▶ [Exercise inputs]:

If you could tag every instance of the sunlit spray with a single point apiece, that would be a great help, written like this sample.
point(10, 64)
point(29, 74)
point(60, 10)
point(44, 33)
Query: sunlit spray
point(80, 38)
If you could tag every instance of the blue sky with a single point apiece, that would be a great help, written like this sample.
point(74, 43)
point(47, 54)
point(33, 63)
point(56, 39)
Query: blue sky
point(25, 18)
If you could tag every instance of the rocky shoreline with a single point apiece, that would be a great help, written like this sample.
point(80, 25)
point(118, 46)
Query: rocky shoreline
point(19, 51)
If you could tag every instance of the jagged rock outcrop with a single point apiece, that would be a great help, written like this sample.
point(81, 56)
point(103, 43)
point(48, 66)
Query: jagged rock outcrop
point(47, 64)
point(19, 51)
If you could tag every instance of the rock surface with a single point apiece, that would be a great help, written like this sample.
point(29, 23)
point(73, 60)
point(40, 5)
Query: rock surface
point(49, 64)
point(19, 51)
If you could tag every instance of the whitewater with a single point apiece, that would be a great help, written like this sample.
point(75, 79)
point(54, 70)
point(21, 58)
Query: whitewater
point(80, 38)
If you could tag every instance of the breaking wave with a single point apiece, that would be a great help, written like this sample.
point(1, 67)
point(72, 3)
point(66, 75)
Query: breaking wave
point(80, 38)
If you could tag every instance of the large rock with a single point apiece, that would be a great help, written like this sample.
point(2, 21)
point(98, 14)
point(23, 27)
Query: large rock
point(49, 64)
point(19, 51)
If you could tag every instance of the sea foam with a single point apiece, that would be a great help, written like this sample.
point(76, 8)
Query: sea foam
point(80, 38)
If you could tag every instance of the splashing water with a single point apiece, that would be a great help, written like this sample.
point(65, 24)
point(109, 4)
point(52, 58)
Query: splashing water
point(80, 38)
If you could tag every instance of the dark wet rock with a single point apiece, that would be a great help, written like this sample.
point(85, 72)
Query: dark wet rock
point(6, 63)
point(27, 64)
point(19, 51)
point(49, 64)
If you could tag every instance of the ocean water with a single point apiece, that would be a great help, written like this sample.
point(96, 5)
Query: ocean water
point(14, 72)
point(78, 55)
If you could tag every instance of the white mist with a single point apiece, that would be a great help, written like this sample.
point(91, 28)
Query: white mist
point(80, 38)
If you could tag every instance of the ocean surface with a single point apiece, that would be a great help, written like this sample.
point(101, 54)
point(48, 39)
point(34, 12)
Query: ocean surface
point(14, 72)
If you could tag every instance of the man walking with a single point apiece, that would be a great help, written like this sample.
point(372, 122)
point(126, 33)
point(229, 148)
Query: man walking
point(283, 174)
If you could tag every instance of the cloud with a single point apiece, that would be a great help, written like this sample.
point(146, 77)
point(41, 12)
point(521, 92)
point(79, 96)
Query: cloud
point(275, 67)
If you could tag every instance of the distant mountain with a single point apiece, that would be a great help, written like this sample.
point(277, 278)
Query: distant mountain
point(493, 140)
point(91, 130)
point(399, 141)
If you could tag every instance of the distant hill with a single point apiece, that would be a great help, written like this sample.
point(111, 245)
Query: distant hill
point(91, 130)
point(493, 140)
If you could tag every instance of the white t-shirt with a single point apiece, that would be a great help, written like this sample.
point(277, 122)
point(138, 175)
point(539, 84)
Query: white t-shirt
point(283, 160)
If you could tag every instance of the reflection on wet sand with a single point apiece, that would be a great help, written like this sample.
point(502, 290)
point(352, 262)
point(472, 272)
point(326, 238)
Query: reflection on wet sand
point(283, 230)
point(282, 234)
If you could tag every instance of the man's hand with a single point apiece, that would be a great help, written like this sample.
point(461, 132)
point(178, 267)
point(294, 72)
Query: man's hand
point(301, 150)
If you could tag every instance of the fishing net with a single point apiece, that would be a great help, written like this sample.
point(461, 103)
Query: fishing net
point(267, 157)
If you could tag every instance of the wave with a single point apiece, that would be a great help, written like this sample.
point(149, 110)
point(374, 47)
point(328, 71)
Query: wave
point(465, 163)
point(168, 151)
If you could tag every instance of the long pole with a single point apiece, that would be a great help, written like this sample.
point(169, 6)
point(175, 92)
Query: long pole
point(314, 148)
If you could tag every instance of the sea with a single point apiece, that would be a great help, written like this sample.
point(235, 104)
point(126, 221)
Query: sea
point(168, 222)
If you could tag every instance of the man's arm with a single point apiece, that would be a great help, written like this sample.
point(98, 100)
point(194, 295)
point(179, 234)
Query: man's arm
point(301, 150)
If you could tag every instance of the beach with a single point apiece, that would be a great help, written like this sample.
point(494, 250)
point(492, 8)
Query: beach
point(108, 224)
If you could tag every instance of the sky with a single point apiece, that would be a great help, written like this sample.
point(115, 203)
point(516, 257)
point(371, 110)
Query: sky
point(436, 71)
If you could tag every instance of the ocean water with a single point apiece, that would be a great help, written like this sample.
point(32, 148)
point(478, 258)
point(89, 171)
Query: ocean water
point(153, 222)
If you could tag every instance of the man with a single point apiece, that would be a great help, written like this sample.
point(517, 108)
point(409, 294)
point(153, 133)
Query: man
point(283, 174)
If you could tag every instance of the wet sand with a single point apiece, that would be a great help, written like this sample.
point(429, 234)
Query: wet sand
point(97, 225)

▶ [Instructions for the task]:
Set down only the lines above that fall between the line holding "point(40, 5)" and the line holding "point(1, 67)", inclusive, keeping each exact.

▶ [Exercise solution]:
point(40, 5)
Query: rock surface
point(49, 64)
point(19, 51)
If you could tag every instance of the whitewater with a single point apiece, that would be a great help, written like this sample.
point(75, 79)
point(54, 70)
point(21, 58)
Query: whitewater
point(80, 38)
If you could tag every instance of the breaking wave with a single point apiece, that would be a great help, written like this sample.
point(1, 67)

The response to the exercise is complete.